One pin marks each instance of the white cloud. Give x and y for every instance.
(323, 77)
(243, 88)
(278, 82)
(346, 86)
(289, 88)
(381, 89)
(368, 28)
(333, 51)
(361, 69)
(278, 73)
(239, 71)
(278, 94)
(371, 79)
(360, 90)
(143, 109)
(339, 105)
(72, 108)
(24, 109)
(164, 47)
• • • • •
*TASK DETAILS*:
Reproduce the data exactly. All of it is needed.

*RESPONSE BOX*:
One pin marks each instance of the white cloud. Give x and y for every instance.
(323, 77)
(243, 88)
(278, 82)
(346, 86)
(289, 88)
(381, 89)
(368, 28)
(333, 51)
(361, 69)
(278, 73)
(239, 71)
(278, 94)
(371, 79)
(360, 90)
(143, 109)
(339, 105)
(72, 108)
(24, 109)
(164, 47)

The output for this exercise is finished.